(What to do) Please reproduce the rows below word for word, from the very first line through the line that contains "529 169 L 535", including both of those lines.

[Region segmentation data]
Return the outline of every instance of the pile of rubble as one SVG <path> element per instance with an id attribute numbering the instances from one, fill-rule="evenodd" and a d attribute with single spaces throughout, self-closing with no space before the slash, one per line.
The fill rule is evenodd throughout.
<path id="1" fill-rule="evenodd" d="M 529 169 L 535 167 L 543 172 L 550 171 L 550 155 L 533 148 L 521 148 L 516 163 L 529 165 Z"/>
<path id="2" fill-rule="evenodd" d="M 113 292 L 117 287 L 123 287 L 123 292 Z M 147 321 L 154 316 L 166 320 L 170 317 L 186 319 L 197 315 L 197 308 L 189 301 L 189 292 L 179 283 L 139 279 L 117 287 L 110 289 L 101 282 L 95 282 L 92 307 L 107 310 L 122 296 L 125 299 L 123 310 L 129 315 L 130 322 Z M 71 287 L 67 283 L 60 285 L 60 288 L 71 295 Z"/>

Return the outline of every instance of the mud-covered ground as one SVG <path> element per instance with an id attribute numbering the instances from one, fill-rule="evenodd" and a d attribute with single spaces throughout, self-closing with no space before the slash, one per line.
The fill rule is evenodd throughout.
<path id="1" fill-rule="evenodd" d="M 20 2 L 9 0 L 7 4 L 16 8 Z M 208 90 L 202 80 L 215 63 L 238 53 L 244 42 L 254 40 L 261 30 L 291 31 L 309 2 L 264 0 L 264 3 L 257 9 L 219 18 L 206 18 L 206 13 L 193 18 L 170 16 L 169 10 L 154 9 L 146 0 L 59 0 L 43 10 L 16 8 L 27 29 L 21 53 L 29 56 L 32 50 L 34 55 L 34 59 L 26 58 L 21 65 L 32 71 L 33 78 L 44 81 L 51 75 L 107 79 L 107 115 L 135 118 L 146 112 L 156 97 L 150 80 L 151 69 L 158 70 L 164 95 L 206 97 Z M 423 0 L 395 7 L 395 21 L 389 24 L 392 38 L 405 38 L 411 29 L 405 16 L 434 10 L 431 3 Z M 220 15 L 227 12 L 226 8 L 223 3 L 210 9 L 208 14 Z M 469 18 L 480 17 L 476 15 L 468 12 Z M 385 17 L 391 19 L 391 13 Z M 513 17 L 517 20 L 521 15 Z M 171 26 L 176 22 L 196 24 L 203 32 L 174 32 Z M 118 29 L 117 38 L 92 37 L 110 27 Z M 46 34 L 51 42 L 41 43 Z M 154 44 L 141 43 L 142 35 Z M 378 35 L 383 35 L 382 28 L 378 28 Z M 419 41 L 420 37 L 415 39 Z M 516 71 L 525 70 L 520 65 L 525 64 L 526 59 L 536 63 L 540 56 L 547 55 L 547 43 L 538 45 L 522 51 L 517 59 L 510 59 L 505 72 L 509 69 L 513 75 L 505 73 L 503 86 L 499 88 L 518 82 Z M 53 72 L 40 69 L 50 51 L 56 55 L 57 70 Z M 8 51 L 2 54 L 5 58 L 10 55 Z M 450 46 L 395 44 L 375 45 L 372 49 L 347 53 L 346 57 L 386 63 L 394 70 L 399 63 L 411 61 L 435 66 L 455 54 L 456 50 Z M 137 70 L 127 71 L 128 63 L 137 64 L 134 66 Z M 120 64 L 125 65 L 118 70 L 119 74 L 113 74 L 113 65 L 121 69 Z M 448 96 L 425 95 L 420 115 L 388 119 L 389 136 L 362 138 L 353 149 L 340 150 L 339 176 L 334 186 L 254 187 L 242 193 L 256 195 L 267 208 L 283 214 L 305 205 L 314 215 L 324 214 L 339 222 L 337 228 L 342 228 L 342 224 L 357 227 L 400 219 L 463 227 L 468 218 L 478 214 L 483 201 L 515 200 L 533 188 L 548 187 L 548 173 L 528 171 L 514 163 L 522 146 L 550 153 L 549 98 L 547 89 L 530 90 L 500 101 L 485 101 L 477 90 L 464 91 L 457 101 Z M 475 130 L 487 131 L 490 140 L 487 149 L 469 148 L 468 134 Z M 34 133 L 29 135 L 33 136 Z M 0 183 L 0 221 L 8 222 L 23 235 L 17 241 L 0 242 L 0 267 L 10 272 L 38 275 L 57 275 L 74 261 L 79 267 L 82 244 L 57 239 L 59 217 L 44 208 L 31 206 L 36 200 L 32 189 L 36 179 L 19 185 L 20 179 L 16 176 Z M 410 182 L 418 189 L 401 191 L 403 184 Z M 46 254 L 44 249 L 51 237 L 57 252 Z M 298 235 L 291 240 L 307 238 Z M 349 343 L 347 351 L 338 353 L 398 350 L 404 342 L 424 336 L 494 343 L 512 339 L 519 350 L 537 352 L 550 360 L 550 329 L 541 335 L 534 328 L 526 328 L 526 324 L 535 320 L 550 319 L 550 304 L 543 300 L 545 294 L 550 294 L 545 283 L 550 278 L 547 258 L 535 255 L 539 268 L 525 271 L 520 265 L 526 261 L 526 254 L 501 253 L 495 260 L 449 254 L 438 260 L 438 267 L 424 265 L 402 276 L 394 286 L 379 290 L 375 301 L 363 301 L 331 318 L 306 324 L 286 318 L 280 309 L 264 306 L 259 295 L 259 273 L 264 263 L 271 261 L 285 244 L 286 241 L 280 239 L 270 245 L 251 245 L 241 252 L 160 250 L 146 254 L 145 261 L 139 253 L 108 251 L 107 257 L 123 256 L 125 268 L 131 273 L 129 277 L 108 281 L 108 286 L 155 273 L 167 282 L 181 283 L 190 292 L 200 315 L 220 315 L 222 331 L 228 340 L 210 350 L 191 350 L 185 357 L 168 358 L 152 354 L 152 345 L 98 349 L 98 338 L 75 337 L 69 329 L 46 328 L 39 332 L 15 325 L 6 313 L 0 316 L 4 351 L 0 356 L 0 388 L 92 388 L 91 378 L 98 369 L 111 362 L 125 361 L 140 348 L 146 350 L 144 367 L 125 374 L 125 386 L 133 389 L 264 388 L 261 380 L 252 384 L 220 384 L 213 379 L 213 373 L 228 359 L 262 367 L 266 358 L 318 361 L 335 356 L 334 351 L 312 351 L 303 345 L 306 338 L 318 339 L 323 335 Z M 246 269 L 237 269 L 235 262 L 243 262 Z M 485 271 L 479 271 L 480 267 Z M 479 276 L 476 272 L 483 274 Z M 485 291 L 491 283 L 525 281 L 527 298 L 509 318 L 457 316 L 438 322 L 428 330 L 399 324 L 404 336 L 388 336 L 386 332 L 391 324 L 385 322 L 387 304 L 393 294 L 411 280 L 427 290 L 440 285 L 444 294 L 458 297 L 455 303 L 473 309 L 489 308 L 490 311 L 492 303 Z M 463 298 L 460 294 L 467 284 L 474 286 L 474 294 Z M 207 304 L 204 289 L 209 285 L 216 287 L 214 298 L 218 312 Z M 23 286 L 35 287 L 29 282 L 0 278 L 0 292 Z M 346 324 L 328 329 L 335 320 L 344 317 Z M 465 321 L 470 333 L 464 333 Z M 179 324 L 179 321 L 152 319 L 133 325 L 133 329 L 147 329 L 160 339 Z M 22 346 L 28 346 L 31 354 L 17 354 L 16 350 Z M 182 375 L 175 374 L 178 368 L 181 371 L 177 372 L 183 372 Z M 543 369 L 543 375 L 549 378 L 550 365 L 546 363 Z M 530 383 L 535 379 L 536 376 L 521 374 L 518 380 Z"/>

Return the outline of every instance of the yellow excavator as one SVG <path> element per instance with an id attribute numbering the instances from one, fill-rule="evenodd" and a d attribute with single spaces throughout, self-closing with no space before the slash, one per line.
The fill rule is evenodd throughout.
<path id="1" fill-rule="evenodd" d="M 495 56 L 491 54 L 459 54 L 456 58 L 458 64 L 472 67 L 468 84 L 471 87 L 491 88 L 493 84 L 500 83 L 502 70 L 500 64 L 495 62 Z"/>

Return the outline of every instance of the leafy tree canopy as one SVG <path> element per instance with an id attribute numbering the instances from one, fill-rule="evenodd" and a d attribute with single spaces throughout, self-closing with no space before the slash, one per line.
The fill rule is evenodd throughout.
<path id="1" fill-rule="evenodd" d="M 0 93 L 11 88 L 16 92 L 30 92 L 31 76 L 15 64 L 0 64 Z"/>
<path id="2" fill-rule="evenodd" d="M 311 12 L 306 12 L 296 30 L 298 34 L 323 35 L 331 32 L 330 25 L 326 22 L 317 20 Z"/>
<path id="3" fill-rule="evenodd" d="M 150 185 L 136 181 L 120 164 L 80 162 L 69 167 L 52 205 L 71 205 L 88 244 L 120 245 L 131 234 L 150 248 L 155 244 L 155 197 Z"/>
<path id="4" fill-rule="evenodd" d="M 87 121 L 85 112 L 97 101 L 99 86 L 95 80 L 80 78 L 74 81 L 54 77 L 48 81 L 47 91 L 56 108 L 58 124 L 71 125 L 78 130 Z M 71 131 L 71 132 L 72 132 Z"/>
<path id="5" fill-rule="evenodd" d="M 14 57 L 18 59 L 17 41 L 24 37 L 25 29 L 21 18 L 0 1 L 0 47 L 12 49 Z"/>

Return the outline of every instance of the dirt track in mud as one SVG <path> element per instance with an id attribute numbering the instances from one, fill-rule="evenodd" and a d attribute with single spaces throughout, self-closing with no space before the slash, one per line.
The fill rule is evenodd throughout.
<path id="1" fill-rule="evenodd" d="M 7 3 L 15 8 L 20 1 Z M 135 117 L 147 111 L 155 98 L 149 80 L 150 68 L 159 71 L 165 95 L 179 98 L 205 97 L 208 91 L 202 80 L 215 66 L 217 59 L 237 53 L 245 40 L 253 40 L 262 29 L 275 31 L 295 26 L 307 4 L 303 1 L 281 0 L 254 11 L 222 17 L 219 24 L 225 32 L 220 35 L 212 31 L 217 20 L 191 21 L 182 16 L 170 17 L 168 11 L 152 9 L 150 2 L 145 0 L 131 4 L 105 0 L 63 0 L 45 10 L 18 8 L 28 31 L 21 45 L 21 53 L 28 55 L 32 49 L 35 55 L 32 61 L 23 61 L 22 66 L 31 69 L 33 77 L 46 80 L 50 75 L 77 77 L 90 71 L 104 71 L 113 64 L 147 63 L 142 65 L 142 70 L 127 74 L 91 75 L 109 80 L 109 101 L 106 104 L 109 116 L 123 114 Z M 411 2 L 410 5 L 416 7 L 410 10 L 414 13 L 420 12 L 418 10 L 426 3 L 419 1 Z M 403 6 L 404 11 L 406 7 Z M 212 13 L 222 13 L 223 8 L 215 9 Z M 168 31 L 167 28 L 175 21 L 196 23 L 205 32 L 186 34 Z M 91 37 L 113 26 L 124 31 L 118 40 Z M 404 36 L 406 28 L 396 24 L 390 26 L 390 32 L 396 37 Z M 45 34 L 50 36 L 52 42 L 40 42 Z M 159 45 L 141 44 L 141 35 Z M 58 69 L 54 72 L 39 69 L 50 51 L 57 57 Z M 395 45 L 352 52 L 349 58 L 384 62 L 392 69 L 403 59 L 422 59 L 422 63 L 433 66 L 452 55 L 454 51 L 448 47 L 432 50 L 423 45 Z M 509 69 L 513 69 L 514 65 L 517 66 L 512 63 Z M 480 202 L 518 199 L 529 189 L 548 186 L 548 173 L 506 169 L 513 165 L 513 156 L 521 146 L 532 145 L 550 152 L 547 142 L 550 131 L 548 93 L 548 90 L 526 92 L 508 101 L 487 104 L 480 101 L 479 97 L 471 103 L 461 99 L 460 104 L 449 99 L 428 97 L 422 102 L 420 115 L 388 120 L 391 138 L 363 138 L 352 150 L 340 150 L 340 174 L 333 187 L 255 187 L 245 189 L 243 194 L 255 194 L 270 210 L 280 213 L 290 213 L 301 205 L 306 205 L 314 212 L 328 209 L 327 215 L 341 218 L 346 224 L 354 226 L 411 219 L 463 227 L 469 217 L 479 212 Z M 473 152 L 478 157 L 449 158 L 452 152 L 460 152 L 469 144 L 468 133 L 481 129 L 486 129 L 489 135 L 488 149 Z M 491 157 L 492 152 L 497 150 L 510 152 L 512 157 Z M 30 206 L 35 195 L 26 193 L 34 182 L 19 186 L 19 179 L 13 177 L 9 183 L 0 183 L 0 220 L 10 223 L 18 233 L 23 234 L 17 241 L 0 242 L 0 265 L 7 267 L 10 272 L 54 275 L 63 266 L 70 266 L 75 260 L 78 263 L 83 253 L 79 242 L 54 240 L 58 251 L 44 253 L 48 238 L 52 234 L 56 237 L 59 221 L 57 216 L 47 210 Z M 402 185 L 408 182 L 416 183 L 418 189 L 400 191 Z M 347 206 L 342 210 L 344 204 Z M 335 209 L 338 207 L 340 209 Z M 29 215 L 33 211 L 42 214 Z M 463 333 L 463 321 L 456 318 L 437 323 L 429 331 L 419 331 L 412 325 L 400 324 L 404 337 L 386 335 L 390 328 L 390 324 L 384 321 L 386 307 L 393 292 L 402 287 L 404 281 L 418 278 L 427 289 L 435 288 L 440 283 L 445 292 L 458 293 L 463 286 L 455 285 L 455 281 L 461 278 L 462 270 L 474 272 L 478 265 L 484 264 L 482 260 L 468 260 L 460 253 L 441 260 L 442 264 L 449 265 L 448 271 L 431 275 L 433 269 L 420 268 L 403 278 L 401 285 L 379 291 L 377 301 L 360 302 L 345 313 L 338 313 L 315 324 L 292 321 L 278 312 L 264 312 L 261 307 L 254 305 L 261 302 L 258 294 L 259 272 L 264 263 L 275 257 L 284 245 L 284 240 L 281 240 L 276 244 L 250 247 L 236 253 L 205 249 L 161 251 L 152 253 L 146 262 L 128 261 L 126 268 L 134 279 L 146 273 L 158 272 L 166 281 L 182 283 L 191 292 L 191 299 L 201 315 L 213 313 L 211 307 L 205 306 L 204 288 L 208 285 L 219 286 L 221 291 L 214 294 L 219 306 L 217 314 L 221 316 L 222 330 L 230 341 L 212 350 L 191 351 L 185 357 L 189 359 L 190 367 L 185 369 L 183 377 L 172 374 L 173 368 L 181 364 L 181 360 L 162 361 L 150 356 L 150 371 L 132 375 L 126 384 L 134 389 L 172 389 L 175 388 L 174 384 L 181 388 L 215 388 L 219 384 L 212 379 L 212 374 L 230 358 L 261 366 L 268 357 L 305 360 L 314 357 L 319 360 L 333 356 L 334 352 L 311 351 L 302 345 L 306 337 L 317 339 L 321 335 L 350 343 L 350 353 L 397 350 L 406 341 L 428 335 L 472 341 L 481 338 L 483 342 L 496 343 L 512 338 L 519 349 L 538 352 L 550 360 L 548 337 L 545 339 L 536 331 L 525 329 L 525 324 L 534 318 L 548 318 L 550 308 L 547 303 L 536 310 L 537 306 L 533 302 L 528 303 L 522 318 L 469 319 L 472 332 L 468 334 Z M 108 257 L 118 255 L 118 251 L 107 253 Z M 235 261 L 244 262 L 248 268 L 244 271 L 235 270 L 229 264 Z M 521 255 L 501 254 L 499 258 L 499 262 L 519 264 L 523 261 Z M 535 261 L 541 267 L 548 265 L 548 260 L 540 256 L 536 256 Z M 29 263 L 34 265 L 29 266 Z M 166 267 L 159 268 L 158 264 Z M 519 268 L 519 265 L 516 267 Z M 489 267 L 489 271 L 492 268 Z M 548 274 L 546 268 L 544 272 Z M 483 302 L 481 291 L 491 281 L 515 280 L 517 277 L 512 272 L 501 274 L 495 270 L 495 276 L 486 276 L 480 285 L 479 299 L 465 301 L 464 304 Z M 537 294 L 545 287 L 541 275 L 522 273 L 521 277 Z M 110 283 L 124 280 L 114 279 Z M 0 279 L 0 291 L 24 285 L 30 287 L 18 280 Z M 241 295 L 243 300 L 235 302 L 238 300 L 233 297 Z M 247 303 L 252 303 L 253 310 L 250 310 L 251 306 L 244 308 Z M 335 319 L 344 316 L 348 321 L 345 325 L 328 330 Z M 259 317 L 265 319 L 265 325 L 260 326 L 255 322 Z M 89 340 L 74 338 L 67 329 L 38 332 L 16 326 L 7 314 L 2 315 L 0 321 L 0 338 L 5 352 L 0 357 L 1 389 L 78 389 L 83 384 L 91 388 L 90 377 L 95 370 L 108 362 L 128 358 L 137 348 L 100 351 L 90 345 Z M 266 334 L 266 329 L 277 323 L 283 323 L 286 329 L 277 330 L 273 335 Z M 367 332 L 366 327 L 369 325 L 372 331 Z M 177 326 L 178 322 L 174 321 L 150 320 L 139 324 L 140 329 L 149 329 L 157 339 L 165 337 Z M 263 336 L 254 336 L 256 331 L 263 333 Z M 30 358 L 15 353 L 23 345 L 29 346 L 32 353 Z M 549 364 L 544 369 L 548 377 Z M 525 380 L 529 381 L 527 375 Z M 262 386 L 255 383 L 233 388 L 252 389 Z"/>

(Solution for this task)
Return the outline of every instance of the pile of rubble as one SVG <path> element per instance with an id attribute numbering the instances from one, fill-rule="evenodd" and a d attribute with single spaces throughout, self-closing with no space before the slash, one per line.
The fill rule is evenodd throughout.
<path id="1" fill-rule="evenodd" d="M 529 169 L 535 167 L 543 172 L 550 171 L 550 155 L 533 148 L 521 148 L 516 163 L 529 165 Z"/>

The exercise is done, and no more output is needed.